▶ Instructions to follow: Across the listing, how many lines contain "white"? The reply is the number alone.

──────── Input records

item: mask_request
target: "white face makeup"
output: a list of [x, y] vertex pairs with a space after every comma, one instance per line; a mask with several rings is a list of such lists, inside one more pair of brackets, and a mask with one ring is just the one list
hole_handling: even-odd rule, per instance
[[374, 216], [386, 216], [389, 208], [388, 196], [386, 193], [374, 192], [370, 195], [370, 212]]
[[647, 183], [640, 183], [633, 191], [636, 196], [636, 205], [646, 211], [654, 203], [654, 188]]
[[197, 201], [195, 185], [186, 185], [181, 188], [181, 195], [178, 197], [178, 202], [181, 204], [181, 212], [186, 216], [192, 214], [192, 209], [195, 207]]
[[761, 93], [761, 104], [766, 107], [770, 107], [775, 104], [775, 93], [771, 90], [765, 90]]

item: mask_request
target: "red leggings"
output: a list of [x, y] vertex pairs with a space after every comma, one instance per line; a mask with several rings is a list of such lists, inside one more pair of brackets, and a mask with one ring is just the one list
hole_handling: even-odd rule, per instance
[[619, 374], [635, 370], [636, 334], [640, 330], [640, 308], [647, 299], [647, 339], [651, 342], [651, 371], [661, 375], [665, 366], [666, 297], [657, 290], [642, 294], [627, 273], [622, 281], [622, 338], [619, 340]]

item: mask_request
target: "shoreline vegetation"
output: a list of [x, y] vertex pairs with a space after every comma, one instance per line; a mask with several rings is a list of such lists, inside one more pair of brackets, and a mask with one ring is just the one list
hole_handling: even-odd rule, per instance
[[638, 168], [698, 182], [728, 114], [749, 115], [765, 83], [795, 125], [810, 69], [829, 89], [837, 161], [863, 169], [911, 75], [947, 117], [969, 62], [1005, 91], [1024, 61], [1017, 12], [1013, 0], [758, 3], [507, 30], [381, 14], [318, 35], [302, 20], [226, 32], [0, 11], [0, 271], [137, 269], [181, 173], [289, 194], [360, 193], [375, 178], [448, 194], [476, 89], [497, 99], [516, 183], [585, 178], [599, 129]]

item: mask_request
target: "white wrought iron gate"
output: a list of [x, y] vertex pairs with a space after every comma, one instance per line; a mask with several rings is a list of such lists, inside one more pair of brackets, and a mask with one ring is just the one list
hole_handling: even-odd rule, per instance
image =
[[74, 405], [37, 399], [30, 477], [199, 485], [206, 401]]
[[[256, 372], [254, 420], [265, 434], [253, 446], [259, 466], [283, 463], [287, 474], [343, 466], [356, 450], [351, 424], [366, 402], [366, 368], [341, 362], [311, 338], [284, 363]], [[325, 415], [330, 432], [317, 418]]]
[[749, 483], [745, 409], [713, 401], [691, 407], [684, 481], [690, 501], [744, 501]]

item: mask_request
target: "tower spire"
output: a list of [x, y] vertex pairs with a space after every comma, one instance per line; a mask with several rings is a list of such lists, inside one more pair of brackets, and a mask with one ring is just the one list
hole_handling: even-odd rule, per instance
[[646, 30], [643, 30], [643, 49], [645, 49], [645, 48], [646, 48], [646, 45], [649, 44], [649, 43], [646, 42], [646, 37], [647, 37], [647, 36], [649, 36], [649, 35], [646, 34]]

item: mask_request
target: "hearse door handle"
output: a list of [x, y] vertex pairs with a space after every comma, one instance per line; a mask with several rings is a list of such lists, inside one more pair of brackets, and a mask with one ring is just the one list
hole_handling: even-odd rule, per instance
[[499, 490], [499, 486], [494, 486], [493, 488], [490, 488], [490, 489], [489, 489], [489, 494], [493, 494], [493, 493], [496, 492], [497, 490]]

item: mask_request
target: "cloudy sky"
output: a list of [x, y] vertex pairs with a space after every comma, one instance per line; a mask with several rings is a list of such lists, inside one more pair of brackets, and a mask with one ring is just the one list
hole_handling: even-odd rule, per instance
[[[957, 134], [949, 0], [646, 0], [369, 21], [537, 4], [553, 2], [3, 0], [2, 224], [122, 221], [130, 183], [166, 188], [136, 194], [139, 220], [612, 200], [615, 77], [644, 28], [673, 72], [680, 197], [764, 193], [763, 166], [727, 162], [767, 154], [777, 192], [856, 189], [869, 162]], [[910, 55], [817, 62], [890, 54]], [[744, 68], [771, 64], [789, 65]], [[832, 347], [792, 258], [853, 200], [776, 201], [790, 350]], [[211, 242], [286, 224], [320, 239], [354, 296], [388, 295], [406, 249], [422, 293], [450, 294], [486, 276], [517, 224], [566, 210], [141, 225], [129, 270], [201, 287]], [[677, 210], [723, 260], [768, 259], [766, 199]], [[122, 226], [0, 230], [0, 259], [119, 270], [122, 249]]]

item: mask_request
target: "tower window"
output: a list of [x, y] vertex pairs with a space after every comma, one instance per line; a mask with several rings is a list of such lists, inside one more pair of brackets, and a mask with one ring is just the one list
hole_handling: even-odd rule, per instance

────────────────

▶ Completed exercise: 2